[Problem] List each line in the items below that contains the word "cushion".

(Point annotation dataset items)
□ □ □

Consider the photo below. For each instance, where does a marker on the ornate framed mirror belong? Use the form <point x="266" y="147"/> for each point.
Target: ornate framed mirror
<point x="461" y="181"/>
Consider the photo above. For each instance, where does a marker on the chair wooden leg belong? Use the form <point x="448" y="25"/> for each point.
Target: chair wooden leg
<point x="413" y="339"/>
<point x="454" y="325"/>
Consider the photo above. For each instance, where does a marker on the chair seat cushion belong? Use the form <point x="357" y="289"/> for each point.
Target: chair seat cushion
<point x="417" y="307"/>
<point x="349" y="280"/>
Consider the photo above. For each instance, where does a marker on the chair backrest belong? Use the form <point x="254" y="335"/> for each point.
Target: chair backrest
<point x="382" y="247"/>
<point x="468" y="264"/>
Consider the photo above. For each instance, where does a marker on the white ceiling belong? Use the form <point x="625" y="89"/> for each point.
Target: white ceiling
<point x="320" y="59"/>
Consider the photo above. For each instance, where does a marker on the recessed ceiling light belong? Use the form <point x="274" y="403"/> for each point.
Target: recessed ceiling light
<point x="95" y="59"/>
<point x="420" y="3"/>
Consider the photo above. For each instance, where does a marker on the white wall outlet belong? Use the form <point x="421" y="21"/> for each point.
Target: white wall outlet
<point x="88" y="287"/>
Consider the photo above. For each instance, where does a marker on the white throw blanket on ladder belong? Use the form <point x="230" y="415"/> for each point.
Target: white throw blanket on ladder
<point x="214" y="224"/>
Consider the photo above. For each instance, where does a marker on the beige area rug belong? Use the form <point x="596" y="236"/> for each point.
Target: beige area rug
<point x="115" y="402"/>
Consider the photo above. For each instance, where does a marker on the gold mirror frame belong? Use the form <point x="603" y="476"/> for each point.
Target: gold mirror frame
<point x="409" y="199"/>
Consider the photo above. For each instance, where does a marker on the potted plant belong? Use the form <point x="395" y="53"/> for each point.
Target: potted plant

□ □ □

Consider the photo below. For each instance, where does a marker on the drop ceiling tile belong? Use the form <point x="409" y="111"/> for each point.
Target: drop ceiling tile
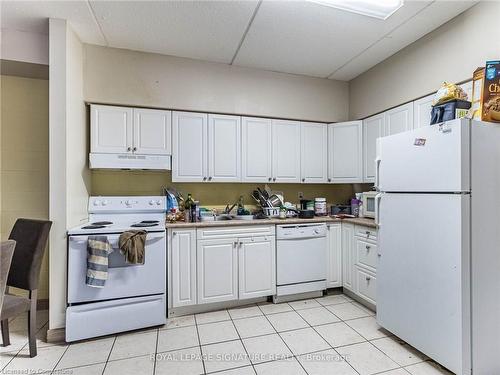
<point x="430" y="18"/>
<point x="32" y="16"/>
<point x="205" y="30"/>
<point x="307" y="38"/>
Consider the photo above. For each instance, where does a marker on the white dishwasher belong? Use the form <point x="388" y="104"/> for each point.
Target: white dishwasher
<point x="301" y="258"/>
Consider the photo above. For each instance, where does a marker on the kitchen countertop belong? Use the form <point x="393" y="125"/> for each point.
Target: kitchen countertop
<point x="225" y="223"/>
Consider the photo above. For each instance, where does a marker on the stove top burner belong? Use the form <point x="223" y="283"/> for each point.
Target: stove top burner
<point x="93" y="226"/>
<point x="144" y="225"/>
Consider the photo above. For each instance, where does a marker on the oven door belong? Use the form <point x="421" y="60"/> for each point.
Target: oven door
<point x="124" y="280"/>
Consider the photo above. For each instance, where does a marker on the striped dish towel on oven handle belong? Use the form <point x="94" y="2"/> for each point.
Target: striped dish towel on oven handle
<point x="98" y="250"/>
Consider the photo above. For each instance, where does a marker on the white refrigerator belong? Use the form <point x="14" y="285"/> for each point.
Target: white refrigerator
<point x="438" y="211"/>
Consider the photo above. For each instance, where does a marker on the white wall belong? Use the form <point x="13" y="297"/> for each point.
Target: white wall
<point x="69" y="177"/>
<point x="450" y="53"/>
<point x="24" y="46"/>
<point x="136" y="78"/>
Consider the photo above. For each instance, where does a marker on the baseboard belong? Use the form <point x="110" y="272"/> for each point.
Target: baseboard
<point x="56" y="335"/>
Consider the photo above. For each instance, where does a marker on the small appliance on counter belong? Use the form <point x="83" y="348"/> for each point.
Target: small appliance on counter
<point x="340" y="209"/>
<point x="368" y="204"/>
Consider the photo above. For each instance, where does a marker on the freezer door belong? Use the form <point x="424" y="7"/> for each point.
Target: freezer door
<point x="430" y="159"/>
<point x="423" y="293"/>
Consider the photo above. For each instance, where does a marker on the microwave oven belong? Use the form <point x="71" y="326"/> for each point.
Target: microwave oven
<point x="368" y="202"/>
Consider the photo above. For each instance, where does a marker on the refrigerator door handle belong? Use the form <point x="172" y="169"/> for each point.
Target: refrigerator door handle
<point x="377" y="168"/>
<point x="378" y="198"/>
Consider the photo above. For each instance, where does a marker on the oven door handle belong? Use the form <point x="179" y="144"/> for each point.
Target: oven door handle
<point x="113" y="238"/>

□ □ □

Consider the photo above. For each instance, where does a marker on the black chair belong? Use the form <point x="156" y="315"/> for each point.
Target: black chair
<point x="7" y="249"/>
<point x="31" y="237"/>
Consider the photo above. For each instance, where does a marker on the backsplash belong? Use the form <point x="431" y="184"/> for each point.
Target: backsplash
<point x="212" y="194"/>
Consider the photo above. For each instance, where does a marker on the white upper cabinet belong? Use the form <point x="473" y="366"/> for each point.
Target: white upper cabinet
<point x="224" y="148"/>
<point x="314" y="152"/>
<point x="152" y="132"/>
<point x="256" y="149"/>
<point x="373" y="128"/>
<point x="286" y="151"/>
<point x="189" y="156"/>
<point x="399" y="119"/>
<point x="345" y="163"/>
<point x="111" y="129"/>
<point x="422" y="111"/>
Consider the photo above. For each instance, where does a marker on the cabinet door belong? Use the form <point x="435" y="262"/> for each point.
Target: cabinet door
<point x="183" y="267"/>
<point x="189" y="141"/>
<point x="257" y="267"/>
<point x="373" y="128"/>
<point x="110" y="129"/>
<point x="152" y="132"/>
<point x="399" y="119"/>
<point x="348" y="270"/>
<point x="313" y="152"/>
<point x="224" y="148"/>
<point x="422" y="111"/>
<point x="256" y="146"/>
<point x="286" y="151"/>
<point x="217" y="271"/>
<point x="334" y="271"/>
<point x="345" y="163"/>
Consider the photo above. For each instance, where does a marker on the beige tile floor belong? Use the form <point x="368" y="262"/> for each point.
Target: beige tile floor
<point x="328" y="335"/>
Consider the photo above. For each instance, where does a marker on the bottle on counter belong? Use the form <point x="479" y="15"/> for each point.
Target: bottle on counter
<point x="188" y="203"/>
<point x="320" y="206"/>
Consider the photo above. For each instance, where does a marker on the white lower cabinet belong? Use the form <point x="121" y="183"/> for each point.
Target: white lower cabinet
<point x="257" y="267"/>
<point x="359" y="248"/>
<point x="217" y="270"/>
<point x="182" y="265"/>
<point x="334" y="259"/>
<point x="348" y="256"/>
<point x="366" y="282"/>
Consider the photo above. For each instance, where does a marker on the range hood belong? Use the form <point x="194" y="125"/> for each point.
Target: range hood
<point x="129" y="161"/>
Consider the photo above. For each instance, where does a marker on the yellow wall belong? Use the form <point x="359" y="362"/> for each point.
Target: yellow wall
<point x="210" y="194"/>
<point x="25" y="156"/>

□ □ □

[Solution to this problem]
Consider the photo above. For each instance, where does a marker on the chair seat cushion belong? Use the form <point x="357" y="289"/> for each point.
Target: chair seat cushion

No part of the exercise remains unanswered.